• STATED EXERCISE A: Decide whether each statement below agrees with the Ellen Darrigan biography. Answer yes or no for each, and quote the words of the biography that decide it: (i) Ellen married James Badham in October 1866. (ii) Badham was sentenced to the New Jersey State Prison for four years. (iii) Jere Dunn went by the alias "John Matthews."
• STATED EXERCISE B: Pick up the Ellen Darrigan biography after its final sentence and continue writing it.

• DOCUMENT PASSAGE:
• • • • •

End of FAMOUS SOPHIE LYONS, PRINCESS Of CRIME

#123 Ellen Darrigan / #180 William Darrigan

Ellen Rodda (1845-????), aka Ellen Darrigan, Annie Derrigan, Ellen Matthews, Kate Friday, Ellen Mahaney, Mary Reese, etc. — Pickpocket, Shoplifter

William Darrigan (Abt. 1847-????), aka Billy Darrigan/Derrigan, Hugh Derrigan, William Davis, W. Darrington, etc. — Pickpocket

Link to Byrnes’s texts on Ellen Darrigan and William Darrigan

      Ellen Rodde was born in late 1845 to Thomas and Elizabeth Rodda of Penzance, Cornwall (home to pirates of many kinds). The family emigrated to the United States and settled in northern New Jersey in the early 1860s.

      In October 1866 Ellen married James Badham. Four months later, Badham–a bad man–was caught breaking and entering in Essex County, New Jersey, and sentenced to the New Jersey State Prison for five years.

      While Badham was in prison, Ellen Rodde cavorted with gambler Jere Dunn, who made his fortune running gaming dens and saloons in Chicago. Dunn was a sporting man, heavily involved in the boxing world and in horse racing. Dunn was “married” several times, though he disdained churches and paperwork; he defined marriage on his own, somewhat fluid, terms. In 1869, Dunn was on the run from police and eluded them by traveling around the country with a group of pickpockets, presumably including Ellen Rodda. Dunn was known to have employed the alias “John Matthews” during this time. There is no evidence that his dalliance with Ellen Rodde was ever recognized as even a common-law marriage. Dunn was arrested in late 1870, and sentenced to four years in Sing Sing for killing another man in a saloon fight.

• • • • •

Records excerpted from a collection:
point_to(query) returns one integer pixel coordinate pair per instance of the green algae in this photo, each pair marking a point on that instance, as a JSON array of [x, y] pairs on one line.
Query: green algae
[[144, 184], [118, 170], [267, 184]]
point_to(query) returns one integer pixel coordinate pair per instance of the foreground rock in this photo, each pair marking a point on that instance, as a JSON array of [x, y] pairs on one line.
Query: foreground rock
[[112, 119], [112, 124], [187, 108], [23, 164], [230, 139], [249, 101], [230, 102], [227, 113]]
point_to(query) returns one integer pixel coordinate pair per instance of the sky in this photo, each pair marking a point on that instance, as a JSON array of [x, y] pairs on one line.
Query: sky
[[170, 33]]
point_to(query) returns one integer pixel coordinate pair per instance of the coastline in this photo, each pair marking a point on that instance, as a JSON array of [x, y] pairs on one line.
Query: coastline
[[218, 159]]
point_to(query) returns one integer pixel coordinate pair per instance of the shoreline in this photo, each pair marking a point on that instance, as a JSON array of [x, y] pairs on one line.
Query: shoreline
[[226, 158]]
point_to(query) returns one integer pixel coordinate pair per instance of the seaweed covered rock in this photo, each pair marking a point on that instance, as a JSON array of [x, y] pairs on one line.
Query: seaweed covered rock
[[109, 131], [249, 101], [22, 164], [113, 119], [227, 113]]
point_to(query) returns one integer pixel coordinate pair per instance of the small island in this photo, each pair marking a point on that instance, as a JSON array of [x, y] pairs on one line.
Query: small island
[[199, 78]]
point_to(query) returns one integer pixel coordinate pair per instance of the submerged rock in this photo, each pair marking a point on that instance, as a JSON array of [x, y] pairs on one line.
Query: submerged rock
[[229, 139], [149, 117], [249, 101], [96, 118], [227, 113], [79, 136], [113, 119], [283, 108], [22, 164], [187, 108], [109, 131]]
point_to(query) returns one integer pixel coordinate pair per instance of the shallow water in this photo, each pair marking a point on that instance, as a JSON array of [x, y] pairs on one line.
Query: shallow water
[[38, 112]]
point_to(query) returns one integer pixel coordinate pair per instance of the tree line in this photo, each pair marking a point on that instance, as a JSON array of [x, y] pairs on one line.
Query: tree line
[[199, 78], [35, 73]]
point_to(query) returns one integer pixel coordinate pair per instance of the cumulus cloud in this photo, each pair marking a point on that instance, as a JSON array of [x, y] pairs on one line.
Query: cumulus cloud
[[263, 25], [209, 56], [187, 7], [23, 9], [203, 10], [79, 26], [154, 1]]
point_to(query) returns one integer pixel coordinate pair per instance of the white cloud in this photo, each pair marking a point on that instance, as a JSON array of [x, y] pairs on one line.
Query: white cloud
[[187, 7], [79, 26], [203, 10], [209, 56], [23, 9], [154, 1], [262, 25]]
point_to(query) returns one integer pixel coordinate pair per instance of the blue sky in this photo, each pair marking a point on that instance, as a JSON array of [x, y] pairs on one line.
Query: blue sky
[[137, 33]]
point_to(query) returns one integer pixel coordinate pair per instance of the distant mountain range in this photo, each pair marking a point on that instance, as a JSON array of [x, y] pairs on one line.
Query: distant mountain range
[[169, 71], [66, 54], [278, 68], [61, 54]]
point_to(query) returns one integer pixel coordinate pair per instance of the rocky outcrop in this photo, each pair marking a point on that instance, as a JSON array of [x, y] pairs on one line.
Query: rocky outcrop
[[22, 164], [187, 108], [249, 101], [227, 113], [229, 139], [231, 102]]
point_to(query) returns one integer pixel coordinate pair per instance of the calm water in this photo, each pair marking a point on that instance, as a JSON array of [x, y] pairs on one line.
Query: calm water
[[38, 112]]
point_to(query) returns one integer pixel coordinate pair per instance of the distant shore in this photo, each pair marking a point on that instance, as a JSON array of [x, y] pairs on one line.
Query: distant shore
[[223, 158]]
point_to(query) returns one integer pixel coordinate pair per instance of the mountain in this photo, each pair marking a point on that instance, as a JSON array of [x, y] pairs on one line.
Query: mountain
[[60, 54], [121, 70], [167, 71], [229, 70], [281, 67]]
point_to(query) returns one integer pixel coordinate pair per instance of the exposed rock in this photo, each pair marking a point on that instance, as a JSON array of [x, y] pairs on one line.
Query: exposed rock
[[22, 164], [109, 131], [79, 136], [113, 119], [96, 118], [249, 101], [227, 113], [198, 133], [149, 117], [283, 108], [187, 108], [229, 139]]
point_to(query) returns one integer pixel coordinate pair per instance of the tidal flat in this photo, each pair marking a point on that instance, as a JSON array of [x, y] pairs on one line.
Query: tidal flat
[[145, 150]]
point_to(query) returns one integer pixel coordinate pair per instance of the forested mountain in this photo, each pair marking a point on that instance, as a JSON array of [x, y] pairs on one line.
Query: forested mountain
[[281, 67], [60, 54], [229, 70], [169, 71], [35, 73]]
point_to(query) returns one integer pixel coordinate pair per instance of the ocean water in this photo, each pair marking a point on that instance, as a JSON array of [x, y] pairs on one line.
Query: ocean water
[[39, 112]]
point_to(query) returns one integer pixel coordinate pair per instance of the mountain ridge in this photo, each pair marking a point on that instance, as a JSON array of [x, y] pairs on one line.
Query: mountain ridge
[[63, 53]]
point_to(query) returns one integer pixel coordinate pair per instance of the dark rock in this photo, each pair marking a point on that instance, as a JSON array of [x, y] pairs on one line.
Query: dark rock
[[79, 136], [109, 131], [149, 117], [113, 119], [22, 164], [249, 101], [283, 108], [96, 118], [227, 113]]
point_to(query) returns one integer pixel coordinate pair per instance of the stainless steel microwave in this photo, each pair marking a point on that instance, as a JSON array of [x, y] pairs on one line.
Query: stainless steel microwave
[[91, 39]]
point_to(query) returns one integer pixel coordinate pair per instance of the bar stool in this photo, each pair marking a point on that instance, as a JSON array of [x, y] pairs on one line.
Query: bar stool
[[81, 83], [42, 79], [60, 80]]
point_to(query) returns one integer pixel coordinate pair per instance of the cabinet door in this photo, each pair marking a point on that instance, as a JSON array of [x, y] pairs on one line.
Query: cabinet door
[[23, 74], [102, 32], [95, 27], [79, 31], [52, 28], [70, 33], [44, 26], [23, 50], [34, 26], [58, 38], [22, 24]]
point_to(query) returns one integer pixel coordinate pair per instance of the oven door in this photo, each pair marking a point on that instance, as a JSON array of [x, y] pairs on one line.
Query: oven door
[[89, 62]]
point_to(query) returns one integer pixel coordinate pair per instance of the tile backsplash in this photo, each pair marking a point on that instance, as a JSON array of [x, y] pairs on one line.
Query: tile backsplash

• • • • •

• EXERCISE OUTPUT A:
(i) Yes: "In October 1866 Ellen married James Badham."
(ii) No: "sentenced to the New Jersey State Prison for five years."
(iii) Yes: "Dunn was known to have employed the alias “John Matthews” during this time."

• EXERCISE OUTPUT B:
      When John Badham was released from prison in late 1870, he sought and obtained a divorce from Ellen. The same month the divorce was granted (January 1871), an infamous sneak thief named John Mahaney was released from Sing Sing. Ellen married Mahaney two months later, in March 1871. Mahaney went by several aliases, and was known by the public as “Jack Sheppard,” a name that invoked the memory of the most famous thief of 18th-century England. But Mahaney was also known as John H. Matthews, the same alias used by Ellen’s previous beau, Jere Dunn.

      Ellen used the same surname in her alias of this period: “Ellen Matthews.”

      This time, Ellen’s matrimonial bliss lasted a bit longer, but in April 1872, Mahaney stole a load of silks in Philadelphia, shipped them to New York, and was caught there by detectives. He escaped from a New York City police station and fled west to Illinois, where he was soon arrested and sent to Joliet prison for several years.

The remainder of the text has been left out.